TASK OBJECTIVE: Arrange each line of the listing below as a Markdown table with two columns, Row and Line, numbering the rows in order and skipping blank lines. Omit the pictures.

Excerpts of location labeling data:
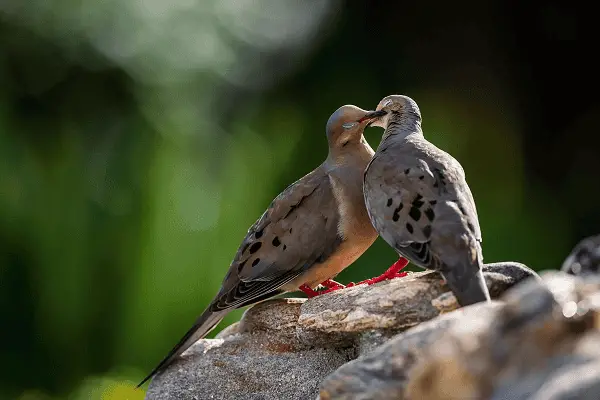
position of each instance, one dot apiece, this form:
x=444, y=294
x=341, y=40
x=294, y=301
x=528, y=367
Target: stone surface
x=541, y=342
x=260, y=359
x=342, y=317
x=383, y=373
x=284, y=348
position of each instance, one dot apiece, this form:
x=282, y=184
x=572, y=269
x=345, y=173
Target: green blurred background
x=139, y=139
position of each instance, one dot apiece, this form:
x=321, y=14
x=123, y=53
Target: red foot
x=308, y=291
x=331, y=284
x=391, y=273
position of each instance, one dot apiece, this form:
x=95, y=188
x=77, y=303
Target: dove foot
x=391, y=273
x=308, y=291
x=331, y=284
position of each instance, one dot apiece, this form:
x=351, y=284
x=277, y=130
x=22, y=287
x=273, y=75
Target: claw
x=331, y=284
x=391, y=273
x=308, y=291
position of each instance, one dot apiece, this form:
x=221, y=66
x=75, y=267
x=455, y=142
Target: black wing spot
x=396, y=215
x=427, y=231
x=415, y=213
x=254, y=248
x=430, y=214
x=418, y=201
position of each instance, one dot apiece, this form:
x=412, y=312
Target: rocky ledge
x=300, y=349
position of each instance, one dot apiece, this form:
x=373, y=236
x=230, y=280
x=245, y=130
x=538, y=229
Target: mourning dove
x=313, y=230
x=585, y=258
x=419, y=201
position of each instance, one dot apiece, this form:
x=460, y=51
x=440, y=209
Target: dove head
x=346, y=126
x=396, y=105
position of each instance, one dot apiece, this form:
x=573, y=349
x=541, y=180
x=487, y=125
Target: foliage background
x=139, y=139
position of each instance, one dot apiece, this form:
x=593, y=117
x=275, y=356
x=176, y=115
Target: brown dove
x=584, y=260
x=313, y=230
x=419, y=201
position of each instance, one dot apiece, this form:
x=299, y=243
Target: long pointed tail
x=467, y=284
x=203, y=325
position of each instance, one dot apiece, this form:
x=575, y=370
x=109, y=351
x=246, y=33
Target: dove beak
x=371, y=116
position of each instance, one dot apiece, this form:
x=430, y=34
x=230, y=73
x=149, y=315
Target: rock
x=284, y=348
x=383, y=373
x=541, y=342
x=263, y=360
x=342, y=317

EXERCISE ANSWER:
| Row | Line |
|---|---|
| 1 | position of each instance, one dot apiece, this form: |
| 2 | x=444, y=294 |
| 3 | x=341, y=40 |
| 4 | x=294, y=301 |
| 5 | x=528, y=367 |
| 6 | Target: stone surface |
| 7 | x=541, y=342 |
| 8 | x=260, y=359 |
| 9 | x=342, y=317 |
| 10 | x=383, y=373 |
| 11 | x=284, y=348 |
| 12 | position of each instance, one dot apiece, this form: |
| 13 | x=282, y=184 |
| 14 | x=572, y=269 |
| 15 | x=345, y=173 |
| 16 | Target: green blurred background |
| 17 | x=139, y=139 |
| 18 | position of each instance, one dot apiece, this form: |
| 19 | x=321, y=14 |
| 20 | x=123, y=53 |
| 21 | Target: red foot |
| 22 | x=308, y=291 |
| 23 | x=331, y=284 |
| 24 | x=391, y=273 |
| 25 | position of each instance, one dot apiece, this form: |
| 26 | x=95, y=188 |
| 27 | x=77, y=303 |
| 28 | Target: dove foot |
| 29 | x=391, y=273 |
| 30 | x=308, y=291 |
| 31 | x=331, y=284 |
| 32 | position of each instance, one dot apiece, this form: |
| 33 | x=351, y=284 |
| 34 | x=277, y=130 |
| 35 | x=22, y=287 |
| 36 | x=273, y=75 |
| 37 | Target: claw |
| 38 | x=331, y=284 |
| 39 | x=391, y=273 |
| 40 | x=308, y=291 |
| 41 | position of each instance, one dot apiece, this form: |
| 42 | x=221, y=66 |
| 43 | x=75, y=267 |
| 44 | x=455, y=142 |
| 45 | Target: black wing spot |
| 46 | x=396, y=215 |
| 47 | x=427, y=231 |
| 48 | x=415, y=213 |
| 49 | x=254, y=248 |
| 50 | x=430, y=214 |
| 51 | x=418, y=201 |
| 52 | position of each instance, one dot apiece, this form: |
| 53 | x=412, y=312 |
| 54 | Target: rocky ledge |
| 55 | x=300, y=349 |
| 56 | position of each instance, one dot apiece, this form: |
| 57 | x=373, y=236 |
| 58 | x=230, y=280 |
| 59 | x=245, y=130 |
| 60 | x=538, y=229 |
| 61 | Target: mourning dove |
| 62 | x=313, y=230 |
| 63 | x=585, y=258 |
| 64 | x=419, y=201 |
| 65 | position of each instance, one dot apiece, this form: |
| 66 | x=460, y=51 |
| 67 | x=440, y=209 |
| 68 | Target: dove head |
| 69 | x=346, y=126 |
| 70 | x=396, y=105 |
| 71 | position of each instance, one dot apiece, this form: |
| 72 | x=573, y=349 |
| 73 | x=541, y=180 |
| 74 | x=487, y=125 |
| 75 | Target: foliage background |
| 76 | x=139, y=139 |
| 77 | position of each instance, one dot apiece, this form: |
| 78 | x=593, y=117 |
| 79 | x=275, y=356 |
| 80 | x=176, y=115 |
| 81 | Target: brown dove |
| 82 | x=584, y=260 |
| 83 | x=313, y=230 |
| 84 | x=419, y=201 |
| 85 | position of each instance, one dot apiece, this form: |
| 86 | x=299, y=243 |
| 87 | Target: long pointed tail |
| 88 | x=467, y=284 |
| 89 | x=203, y=325 |
| 90 | position of each instance, one dot apiece, this form: |
| 91 | x=575, y=370 |
| 92 | x=109, y=351 |
| 93 | x=246, y=33 |
| 94 | Target: dove beak |
| 95 | x=371, y=116 |
| 96 | position of each instance, one dot apiece, this form: |
| 97 | x=430, y=34 |
| 98 | x=230, y=73 |
| 99 | x=149, y=315 |
| 100 | Target: rock |
| 101 | x=284, y=348 |
| 102 | x=383, y=373 |
| 103 | x=541, y=342 |
| 104 | x=263, y=360 |
| 105 | x=342, y=317 |